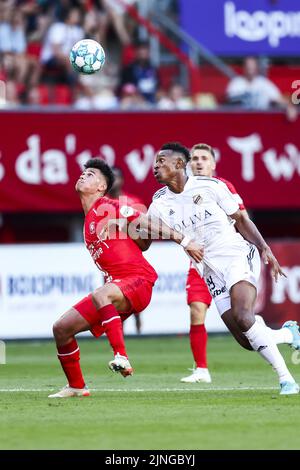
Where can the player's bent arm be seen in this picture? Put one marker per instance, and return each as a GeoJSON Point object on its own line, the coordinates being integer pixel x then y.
{"type": "Point", "coordinates": [251, 233]}
{"type": "Point", "coordinates": [248, 230]}
{"type": "Point", "coordinates": [143, 244]}
{"type": "Point", "coordinates": [157, 229]}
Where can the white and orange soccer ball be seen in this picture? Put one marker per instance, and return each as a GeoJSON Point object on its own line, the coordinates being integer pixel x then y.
{"type": "Point", "coordinates": [87, 56]}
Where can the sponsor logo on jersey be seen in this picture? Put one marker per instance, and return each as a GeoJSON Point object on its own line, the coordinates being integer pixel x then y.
{"type": "Point", "coordinates": [197, 198]}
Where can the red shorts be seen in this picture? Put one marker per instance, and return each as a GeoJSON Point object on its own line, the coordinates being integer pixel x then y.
{"type": "Point", "coordinates": [196, 289]}
{"type": "Point", "coordinates": [137, 290]}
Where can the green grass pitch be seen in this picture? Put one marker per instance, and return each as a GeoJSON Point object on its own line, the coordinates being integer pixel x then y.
{"type": "Point", "coordinates": [241, 409]}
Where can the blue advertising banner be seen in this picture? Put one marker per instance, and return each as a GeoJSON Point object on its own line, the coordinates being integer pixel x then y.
{"type": "Point", "coordinates": [243, 27]}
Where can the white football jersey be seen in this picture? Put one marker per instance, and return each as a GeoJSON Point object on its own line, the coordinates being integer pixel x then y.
{"type": "Point", "coordinates": [202, 212]}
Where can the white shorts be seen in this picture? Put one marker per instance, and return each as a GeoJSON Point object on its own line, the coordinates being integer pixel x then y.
{"type": "Point", "coordinates": [225, 270]}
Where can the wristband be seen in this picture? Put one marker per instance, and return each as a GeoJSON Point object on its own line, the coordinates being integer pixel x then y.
{"type": "Point", "coordinates": [185, 241]}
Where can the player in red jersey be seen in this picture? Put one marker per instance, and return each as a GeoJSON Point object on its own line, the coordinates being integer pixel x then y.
{"type": "Point", "coordinates": [202, 163]}
{"type": "Point", "coordinates": [129, 277]}
{"type": "Point", "coordinates": [117, 193]}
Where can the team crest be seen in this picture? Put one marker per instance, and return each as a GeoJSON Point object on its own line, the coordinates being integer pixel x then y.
{"type": "Point", "coordinates": [197, 198]}
{"type": "Point", "coordinates": [92, 228]}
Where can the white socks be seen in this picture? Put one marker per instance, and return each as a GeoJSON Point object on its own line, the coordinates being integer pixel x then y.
{"type": "Point", "coordinates": [262, 341]}
{"type": "Point", "coordinates": [281, 336]}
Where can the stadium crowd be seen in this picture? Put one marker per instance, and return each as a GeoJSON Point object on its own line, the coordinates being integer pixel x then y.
{"type": "Point", "coordinates": [35, 41]}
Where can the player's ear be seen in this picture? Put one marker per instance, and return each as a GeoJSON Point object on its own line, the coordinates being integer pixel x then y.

Written problem: Put every line of the material above into a numbered list, skipping any blank lines and leaving out the pictures.

Task output:
1. Where can the player's bent arm be seen in this picture? Put one marker per instance, and return each as a GeoJSON Point object on its own line, the coordinates being integer pixel x then y.
2. {"type": "Point", "coordinates": [251, 233]}
3. {"type": "Point", "coordinates": [248, 230]}
4. {"type": "Point", "coordinates": [143, 244]}
5. {"type": "Point", "coordinates": [157, 229]}
6. Where can the white and orange soccer ball be seen in this picture? Put one marker per instance, and return each as a GeoJSON Point object on its own line, the coordinates being integer pixel x then y.
7. {"type": "Point", "coordinates": [87, 56]}
8. Where can the sponsor logo on jersey be seen in this picture? Put one marker per instance, and return each as a GeoJSON Point object on its own line, the coordinates being integer pixel x then y.
9. {"type": "Point", "coordinates": [197, 198]}
10. Where can the red shorts be seen in this picture? Put one marker per instance, and return each as a GeoJSON Point object on its own line, the coordinates being integer pixel x then y.
11. {"type": "Point", "coordinates": [196, 289]}
12. {"type": "Point", "coordinates": [137, 290]}
13. Where can the green grass pitch be seen in this picture? Put one marker per instance, and return each as a GeoJSON Point object on its own line, the coordinates being integer pixel x then y.
14. {"type": "Point", "coordinates": [241, 409]}
15. Where can the blue advertising banner be seen in this picture? Put one marker per instance, and return each as a GeoJSON Point object on its own line, the coordinates being integer pixel x then y.
16. {"type": "Point", "coordinates": [243, 27]}
17. Where can the white football jersey be seen in this picture? Put one marker per instance, and return each as a GeoJSON Point object on its own line, the coordinates being integer pixel x then y.
18. {"type": "Point", "coordinates": [202, 212]}
19. Where can the white shorts be seen in this picture? Put one marker per instance, and return each as a GeoJSON Point object on its own line, the coordinates being integer pixel x then y.
20. {"type": "Point", "coordinates": [225, 270]}
21. Where can the wristband be seen in this picture? Put one marker per instance, and return each as a GeoJSON Point object on its own line, the coordinates being integer pixel x then y.
22. {"type": "Point", "coordinates": [185, 241]}
23. Where can the player in red jersey be seen in this picture? Put one marker per instance, and return each as a GeoJSON Point object on its own line, the coordinates being integer pixel x then y.
24. {"type": "Point", "coordinates": [202, 163]}
25. {"type": "Point", "coordinates": [129, 277]}
26. {"type": "Point", "coordinates": [117, 193]}
27. Where can the team crest be seen in this picture? Put one marker per instance, and return each as a GeoJSON Point object on its own line, the coordinates being integer pixel x then y.
28. {"type": "Point", "coordinates": [197, 198]}
29. {"type": "Point", "coordinates": [92, 228]}
30. Where can the white socks be seen in this picture? Put one marker per instance, and return each as a GeoJSON Point object on its own line, the coordinates being integer pixel x then y.
31. {"type": "Point", "coordinates": [262, 341]}
32. {"type": "Point", "coordinates": [281, 336]}
33. Where can the stadium crowd be seen in this picture? Put one marker per instance, and return each as a GeoJSON Point object on its own line, the coordinates being integer pixel x then y.
34. {"type": "Point", "coordinates": [35, 41]}
35. Where can the player's ear be seen in this picture? Put one marker per instance, and return each as a GeoJSON Point object on its own line, the coordinates being integer pixel x then y.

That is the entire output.